### DOCUMENT EXCERPT
#####
Playing off Deed's naïveté; is the pernicious No. 2 man of the company, Chuck Cedar (Peter Gallagher), who hopes to buy out Deeds' stock and then break up the company and sell it piecemeal to the highest bidders. Adding to Deeds' problems is that his life is the constant target of the tabloid TV show, "Inside Access." To get to Deeds, the show is using Babe Bennett (Winona Ryder), a pretty reporter masquerading as small-town girl Pam Dawson.

Fortunately, Deeds has solid support behind him. To help keep Deeds planted, there is his scene-stealing, "sneaky, sneaky" butler, Emilio (John Turturro) and his back-home mentor, Jan (Conchata Ferrell). They and Babe, who is falling in love with Deeds, support Deeds through his missteps in the big city.


To clarify one thing before I go any further, I am by no means an Adam Sandler-hater. Some of his earlier works such as "Happy Gilmore" are funny and classic examples of the modern comedy. However, "Mr. Deeds" falls flat because the plot is basically that of all his previous films thrown together in a giant celluloid blender and churned out in a typical mix that leaves nothing to chance in its straightforward marketing to the younger set.

But things could be worse than just a stale script. Sandler, in his own peculiar and unique way, provides his typical leading-role material -- just a normal guy who manages to hit it big. I can't really fault him with too much, but again, as with the script, the role of Longfellow Deeds seems too much to be a summary of Sandler's previous roles.
#####
Excerpts of location labeling data:
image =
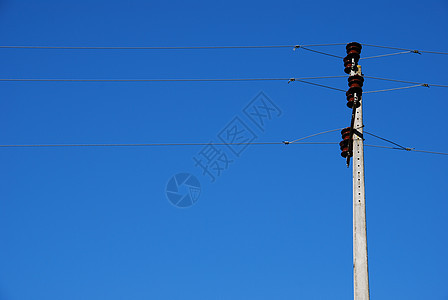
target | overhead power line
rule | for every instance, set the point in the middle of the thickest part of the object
(394, 89)
(400, 147)
(157, 144)
(404, 81)
(404, 49)
(163, 47)
(408, 149)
#####
### REQUIREMENT
Please retype the part of the Mr. Deeds review that begins at the words "Fortunately, Deeds has" and stops after the words "the big city.".

### FINAL RESULT
Fortunately, Deeds has solid support behind him. To help keep Deeds planted, there is his scene-stealing, "sneaky, sneaky" butler, Emilio (John Turturro) and his back-home mentor, Jan (Conchata Ferrell). They and Babe, who is falling in love with Deeds, support Deeds through his missteps in the big city.